Task ::
Leave out every picture, and restate word for word only the lines from the one containing "tree in the photo below" through the end of the material.

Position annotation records
━━━━━━
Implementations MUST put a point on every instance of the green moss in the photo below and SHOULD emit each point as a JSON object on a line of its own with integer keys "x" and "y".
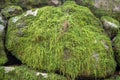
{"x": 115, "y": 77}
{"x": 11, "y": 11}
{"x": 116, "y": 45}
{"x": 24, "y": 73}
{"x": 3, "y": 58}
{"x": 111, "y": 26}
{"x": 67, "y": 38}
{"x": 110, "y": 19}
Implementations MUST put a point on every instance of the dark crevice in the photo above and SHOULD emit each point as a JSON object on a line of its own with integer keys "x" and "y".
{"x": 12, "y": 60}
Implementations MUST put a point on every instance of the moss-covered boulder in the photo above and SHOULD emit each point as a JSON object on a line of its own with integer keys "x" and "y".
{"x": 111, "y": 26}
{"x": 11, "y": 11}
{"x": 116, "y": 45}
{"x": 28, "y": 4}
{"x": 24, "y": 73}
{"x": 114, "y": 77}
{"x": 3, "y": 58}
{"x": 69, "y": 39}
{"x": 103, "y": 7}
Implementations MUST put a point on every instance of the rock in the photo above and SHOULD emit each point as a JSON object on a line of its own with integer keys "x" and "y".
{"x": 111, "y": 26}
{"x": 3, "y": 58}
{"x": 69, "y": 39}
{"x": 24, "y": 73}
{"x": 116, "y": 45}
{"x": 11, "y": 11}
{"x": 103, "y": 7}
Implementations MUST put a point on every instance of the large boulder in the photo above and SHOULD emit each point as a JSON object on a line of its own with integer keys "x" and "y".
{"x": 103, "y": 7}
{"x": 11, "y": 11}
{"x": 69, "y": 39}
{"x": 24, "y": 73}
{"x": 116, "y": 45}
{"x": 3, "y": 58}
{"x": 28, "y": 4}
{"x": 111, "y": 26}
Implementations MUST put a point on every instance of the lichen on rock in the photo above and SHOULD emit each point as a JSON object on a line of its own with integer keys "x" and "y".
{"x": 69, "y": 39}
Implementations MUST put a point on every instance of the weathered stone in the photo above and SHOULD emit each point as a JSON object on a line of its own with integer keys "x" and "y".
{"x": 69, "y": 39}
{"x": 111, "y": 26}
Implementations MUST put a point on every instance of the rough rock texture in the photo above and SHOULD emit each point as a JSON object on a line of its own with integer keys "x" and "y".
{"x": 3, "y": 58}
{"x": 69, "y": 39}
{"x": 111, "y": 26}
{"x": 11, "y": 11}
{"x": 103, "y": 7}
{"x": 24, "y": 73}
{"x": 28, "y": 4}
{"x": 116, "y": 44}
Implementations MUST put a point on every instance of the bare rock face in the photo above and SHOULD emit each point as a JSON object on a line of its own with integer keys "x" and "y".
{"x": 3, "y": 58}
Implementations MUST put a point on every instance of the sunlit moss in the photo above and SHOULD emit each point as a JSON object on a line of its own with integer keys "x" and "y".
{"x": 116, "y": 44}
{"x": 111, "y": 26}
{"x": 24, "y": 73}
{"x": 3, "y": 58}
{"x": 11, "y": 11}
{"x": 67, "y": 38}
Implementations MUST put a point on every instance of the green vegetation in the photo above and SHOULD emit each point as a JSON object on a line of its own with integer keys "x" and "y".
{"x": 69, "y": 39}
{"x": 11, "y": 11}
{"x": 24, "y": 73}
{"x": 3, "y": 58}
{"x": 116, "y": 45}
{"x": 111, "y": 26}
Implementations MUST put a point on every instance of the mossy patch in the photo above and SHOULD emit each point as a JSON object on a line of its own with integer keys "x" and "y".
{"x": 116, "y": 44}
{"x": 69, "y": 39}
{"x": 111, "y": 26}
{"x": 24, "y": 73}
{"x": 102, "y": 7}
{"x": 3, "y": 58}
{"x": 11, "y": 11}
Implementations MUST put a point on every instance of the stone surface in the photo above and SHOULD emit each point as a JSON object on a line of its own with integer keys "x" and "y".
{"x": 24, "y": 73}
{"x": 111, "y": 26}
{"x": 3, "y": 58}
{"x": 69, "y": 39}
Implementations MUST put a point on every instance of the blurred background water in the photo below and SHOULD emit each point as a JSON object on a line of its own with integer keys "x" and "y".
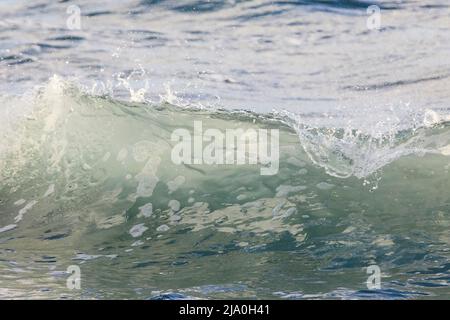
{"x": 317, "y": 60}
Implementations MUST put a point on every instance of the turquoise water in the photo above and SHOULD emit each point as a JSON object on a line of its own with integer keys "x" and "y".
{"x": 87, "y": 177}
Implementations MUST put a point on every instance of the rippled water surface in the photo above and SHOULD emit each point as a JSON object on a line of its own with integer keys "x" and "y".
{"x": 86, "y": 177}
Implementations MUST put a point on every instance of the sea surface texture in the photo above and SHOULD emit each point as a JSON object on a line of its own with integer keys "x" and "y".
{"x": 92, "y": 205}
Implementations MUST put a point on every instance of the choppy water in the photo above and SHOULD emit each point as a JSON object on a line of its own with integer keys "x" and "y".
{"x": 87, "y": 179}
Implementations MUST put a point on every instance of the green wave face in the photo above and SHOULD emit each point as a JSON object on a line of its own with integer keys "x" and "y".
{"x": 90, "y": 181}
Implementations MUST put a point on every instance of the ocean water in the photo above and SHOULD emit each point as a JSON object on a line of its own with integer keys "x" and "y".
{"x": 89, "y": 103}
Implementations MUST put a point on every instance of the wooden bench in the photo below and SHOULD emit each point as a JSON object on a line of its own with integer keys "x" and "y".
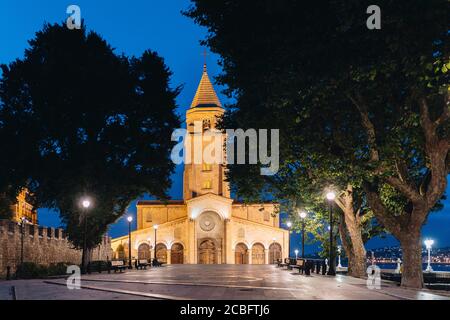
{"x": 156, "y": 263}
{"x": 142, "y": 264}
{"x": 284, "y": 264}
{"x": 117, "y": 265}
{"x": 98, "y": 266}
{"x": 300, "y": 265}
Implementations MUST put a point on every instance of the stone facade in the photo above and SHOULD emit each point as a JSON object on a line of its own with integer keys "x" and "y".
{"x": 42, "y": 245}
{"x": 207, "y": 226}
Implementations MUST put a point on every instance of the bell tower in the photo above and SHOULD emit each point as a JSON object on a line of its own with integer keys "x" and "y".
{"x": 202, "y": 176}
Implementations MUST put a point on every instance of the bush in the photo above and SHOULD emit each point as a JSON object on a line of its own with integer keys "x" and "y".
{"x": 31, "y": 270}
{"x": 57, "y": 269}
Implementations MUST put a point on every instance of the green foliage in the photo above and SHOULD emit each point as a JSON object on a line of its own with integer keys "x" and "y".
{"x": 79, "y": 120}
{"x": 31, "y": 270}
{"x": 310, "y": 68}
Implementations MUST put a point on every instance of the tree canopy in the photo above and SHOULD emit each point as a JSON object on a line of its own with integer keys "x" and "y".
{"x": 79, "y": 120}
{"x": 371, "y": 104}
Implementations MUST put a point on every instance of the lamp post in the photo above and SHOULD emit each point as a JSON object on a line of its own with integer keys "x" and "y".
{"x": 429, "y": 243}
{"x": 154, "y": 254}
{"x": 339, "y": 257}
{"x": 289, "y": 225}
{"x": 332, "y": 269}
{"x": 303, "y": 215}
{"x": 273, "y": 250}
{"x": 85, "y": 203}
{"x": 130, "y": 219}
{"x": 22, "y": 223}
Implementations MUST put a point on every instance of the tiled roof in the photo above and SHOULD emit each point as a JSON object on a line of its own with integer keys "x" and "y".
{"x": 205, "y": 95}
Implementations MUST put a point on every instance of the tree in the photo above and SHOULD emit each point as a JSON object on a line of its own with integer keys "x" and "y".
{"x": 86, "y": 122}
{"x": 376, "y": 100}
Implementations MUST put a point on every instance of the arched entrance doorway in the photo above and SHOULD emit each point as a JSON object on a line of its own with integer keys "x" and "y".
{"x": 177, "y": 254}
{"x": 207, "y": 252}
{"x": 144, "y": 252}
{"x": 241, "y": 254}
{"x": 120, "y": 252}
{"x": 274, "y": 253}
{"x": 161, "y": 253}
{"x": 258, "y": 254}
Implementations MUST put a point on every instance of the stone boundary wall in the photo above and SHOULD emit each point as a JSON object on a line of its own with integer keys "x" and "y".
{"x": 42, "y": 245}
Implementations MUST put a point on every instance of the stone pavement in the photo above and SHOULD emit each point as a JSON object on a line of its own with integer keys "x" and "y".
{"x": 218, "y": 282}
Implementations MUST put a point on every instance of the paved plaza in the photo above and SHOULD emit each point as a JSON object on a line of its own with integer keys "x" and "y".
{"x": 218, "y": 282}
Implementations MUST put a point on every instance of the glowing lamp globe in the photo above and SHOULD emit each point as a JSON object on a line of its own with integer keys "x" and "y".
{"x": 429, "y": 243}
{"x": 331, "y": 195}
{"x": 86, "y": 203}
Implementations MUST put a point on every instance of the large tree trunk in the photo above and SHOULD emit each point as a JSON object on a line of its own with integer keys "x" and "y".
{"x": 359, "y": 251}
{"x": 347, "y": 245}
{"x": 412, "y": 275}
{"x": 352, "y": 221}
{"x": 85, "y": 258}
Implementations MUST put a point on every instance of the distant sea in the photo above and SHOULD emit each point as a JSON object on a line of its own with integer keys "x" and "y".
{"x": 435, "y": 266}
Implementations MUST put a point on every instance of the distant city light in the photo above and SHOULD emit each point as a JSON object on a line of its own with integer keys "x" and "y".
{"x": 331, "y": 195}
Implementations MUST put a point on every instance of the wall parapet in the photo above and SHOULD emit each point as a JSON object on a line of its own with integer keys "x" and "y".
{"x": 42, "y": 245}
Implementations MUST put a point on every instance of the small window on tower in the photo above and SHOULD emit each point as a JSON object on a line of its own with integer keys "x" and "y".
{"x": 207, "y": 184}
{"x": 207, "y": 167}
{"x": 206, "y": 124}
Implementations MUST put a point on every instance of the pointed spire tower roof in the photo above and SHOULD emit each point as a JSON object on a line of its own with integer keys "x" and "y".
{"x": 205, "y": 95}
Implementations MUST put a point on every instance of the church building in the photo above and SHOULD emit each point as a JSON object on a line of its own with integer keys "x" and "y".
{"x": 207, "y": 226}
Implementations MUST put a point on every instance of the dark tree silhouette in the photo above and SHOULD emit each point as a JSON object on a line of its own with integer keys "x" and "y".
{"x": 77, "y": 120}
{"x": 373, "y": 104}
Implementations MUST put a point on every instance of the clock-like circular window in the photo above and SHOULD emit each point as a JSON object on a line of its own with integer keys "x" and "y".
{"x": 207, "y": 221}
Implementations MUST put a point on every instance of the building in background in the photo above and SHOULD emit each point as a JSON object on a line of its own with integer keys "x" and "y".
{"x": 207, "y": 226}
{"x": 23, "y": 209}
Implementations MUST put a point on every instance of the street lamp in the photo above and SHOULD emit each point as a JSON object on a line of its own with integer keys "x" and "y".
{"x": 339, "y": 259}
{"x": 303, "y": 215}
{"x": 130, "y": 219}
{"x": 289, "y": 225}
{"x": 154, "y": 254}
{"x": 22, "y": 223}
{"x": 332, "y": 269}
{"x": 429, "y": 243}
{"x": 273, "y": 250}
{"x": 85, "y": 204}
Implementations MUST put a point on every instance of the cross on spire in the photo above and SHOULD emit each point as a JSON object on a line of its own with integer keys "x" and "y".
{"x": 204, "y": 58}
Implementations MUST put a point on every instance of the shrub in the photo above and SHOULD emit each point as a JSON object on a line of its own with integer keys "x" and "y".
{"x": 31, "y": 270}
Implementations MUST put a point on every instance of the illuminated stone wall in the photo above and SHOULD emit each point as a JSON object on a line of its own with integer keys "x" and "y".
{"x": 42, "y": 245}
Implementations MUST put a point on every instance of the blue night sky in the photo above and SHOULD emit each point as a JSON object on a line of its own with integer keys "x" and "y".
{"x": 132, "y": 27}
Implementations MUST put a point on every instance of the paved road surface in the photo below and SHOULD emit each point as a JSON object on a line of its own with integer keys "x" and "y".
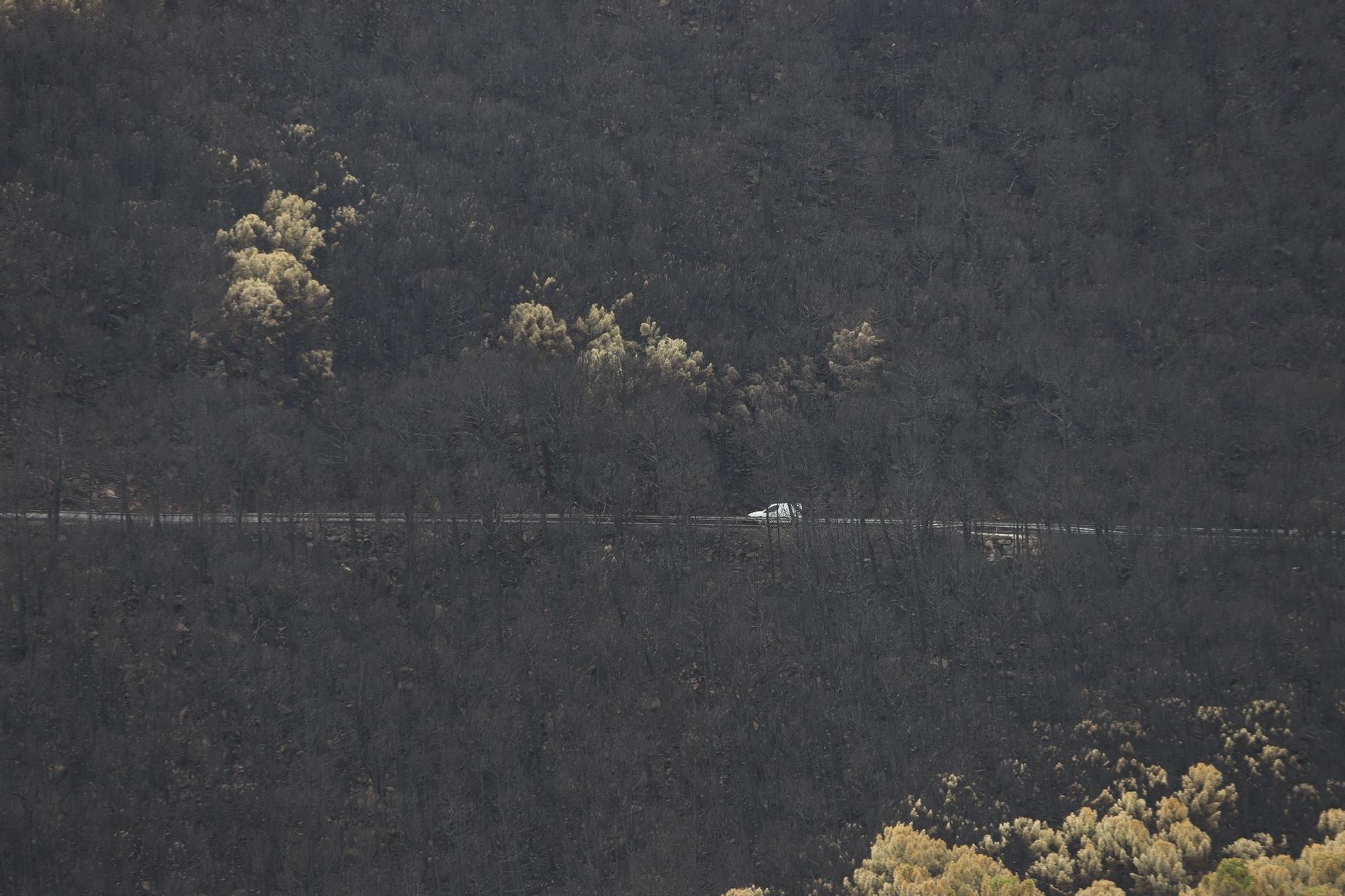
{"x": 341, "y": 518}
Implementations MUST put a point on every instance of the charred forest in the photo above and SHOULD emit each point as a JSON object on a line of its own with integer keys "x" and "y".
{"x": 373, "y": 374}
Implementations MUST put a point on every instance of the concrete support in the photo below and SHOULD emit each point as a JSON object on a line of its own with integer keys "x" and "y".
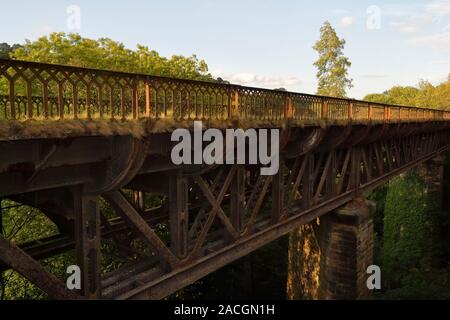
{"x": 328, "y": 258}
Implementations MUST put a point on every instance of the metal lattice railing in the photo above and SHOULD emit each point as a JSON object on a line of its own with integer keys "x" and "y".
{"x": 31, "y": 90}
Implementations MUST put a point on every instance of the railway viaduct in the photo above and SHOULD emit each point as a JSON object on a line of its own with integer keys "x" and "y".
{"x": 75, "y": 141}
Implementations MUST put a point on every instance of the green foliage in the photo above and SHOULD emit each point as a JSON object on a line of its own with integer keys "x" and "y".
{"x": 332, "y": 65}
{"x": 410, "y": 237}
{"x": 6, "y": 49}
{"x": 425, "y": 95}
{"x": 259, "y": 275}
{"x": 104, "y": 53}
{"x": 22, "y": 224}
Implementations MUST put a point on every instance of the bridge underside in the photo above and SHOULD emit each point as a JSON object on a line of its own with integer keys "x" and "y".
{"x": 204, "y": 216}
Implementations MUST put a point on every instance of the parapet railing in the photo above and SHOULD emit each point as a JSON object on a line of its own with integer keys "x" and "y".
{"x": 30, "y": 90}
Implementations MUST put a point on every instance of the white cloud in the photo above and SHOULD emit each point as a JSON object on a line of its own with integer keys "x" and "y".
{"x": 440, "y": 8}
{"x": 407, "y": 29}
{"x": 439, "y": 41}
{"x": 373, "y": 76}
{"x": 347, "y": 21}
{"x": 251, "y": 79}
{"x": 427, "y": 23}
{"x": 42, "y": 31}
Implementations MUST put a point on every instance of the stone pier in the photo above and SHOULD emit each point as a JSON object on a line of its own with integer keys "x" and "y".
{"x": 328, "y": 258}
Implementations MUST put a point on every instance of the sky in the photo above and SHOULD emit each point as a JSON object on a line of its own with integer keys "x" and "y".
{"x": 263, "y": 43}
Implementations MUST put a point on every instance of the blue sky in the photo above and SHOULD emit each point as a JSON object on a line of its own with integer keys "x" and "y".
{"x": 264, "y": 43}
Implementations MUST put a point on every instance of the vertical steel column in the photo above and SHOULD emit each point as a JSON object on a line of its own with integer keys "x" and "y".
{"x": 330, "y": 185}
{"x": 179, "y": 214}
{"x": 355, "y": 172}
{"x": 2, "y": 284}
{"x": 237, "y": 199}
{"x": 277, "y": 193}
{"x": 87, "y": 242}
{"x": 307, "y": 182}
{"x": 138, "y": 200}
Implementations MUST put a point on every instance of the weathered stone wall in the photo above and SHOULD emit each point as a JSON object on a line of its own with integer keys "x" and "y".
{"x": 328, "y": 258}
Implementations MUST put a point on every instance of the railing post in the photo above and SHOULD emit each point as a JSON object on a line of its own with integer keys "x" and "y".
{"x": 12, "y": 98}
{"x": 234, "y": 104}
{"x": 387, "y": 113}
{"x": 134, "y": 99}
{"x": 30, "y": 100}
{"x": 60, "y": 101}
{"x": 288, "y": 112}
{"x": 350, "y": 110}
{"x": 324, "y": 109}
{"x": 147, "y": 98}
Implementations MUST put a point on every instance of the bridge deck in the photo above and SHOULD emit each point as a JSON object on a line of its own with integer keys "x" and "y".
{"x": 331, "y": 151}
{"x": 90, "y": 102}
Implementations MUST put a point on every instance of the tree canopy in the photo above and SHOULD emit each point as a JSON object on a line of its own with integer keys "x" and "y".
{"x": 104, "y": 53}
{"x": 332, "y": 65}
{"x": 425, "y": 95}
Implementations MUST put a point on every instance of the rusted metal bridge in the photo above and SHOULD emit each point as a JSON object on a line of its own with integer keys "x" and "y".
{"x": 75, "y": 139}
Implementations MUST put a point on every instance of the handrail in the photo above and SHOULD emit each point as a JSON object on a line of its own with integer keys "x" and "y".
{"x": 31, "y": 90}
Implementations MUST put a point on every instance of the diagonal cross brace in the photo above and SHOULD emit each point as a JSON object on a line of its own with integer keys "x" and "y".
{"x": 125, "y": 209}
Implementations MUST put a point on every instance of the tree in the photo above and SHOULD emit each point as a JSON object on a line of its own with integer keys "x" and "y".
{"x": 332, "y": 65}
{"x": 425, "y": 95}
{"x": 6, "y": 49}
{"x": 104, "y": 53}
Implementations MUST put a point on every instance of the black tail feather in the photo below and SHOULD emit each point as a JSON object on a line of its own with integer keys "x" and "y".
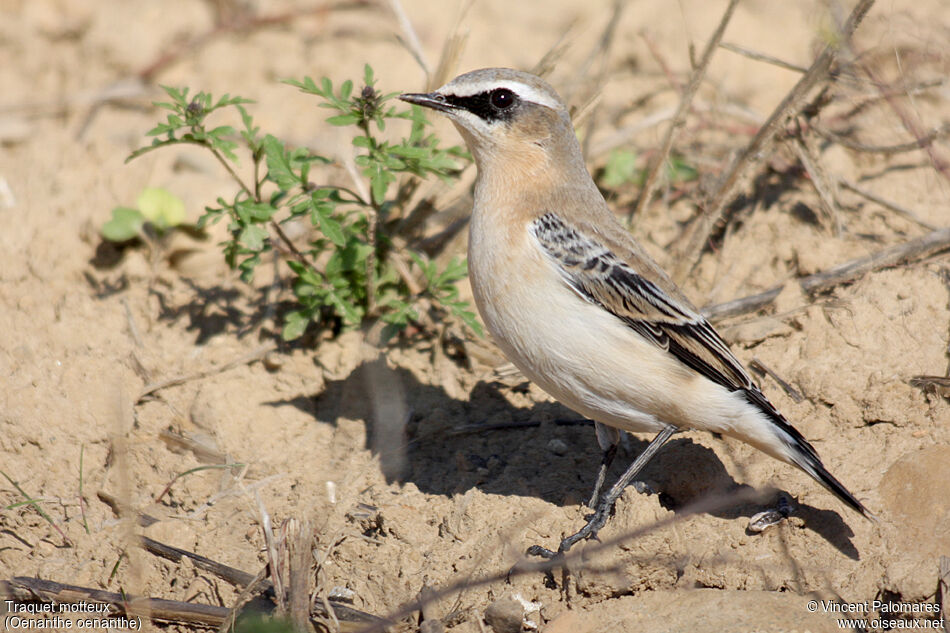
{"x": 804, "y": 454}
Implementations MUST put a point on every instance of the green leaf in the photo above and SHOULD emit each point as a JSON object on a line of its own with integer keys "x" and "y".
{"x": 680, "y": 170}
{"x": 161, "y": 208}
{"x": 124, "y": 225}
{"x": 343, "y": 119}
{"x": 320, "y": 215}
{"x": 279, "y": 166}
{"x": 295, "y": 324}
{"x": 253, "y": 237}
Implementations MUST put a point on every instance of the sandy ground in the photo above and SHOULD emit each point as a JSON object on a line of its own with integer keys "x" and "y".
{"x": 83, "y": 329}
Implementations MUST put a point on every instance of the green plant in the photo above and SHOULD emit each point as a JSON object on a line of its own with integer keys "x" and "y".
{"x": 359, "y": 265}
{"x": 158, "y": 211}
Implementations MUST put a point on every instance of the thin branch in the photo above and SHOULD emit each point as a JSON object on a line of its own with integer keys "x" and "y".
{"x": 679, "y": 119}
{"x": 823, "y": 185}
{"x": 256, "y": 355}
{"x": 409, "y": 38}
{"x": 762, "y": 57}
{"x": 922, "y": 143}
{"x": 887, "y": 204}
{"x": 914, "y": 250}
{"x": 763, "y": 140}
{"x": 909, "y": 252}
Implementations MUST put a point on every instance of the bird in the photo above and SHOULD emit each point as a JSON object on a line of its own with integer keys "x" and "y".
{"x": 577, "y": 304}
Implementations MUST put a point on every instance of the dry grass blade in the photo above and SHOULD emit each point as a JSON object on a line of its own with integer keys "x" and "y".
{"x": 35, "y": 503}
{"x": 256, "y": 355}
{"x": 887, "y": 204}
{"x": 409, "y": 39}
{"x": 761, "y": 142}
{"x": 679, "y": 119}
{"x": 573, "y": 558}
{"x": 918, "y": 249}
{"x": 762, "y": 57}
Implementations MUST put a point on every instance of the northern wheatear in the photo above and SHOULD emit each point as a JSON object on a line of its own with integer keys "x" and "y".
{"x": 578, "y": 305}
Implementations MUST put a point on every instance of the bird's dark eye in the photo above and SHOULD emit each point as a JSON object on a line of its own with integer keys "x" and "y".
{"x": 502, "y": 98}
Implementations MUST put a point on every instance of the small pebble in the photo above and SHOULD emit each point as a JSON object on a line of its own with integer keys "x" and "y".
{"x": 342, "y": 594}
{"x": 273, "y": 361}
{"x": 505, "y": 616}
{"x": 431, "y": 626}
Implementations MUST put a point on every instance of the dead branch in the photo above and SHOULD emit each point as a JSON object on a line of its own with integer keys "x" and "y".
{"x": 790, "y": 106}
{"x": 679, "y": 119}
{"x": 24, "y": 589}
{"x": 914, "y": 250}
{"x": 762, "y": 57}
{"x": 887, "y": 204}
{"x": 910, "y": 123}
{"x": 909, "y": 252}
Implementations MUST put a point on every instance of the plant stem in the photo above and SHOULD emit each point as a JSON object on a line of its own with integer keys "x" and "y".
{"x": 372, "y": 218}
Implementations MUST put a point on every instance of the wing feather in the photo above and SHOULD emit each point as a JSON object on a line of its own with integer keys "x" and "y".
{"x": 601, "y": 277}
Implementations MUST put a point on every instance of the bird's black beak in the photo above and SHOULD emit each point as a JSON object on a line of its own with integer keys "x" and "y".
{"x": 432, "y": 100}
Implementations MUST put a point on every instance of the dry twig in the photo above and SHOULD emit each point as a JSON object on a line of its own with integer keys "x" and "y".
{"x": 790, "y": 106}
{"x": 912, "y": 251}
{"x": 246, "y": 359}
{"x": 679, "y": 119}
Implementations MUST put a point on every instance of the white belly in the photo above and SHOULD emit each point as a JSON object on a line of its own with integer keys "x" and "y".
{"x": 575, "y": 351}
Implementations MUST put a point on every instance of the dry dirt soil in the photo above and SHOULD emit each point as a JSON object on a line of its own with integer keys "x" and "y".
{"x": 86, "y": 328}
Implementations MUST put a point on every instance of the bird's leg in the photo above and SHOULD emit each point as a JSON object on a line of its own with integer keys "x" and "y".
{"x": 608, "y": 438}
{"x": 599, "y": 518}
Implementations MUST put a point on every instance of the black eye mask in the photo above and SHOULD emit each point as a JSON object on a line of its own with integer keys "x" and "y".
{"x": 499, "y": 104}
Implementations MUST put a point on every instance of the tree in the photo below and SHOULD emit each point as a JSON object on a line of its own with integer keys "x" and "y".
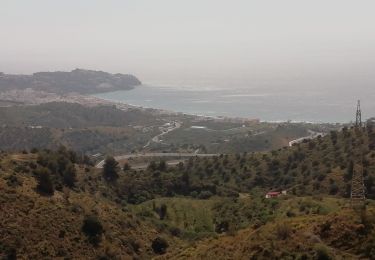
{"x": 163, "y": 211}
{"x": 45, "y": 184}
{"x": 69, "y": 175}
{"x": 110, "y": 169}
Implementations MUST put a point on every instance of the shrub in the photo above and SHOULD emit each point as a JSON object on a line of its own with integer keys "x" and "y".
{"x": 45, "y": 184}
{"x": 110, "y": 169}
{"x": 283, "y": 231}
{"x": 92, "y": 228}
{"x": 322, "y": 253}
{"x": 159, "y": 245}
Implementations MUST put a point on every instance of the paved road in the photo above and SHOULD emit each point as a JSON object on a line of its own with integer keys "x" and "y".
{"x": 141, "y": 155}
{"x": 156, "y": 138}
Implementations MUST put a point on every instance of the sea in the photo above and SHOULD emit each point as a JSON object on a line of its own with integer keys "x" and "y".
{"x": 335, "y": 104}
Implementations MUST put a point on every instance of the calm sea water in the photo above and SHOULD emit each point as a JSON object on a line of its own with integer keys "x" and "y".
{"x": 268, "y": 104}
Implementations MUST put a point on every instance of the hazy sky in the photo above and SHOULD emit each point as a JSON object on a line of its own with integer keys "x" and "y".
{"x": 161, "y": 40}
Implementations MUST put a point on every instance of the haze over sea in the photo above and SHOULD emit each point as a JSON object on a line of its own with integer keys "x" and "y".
━━━━━━
Exercise answer ::
Implementations MUST put a point on every instance of the tree in the photo below and SHOULD emit each point as a JSON object on a line of its own with integer keys "x" and "y".
{"x": 163, "y": 211}
{"x": 45, "y": 184}
{"x": 69, "y": 175}
{"x": 110, "y": 169}
Implementations MUST put a point on every instance of the shrub in the photo above and SHOULD emit each point as a JSON object on a line of its own with integer keys "x" and "y".
{"x": 45, "y": 184}
{"x": 110, "y": 169}
{"x": 283, "y": 231}
{"x": 92, "y": 228}
{"x": 322, "y": 253}
{"x": 159, "y": 245}
Implementations MUST put a point on every instance of the paved road in the photo above and SHOULD emit each point as a JSON object on a line of its own with integer keys "x" and "y".
{"x": 141, "y": 155}
{"x": 156, "y": 138}
Implementations MUST put a point on every instance of the sea in the photo above and SHOULD emit each point as a JSON object on a line of its own with integer keys "x" and "y".
{"x": 335, "y": 104}
Implementations MUST put a point on every instance of the calm sea water in the photo above and SHOULD emit each point as a JSON object on a line of its own with integer keys "x" and "y".
{"x": 268, "y": 104}
Implementations MUST put a point on every instance of the hazy sky in the photo above and SHOULD emit each point as a JSON object on a line of its own with integer keys "x" and "y".
{"x": 161, "y": 40}
Implementations MUST put a point on every instance of the haze over sea in the photo above and SHOULD emit each point as a JSON object on a line of its own with integer keys "x" and "y".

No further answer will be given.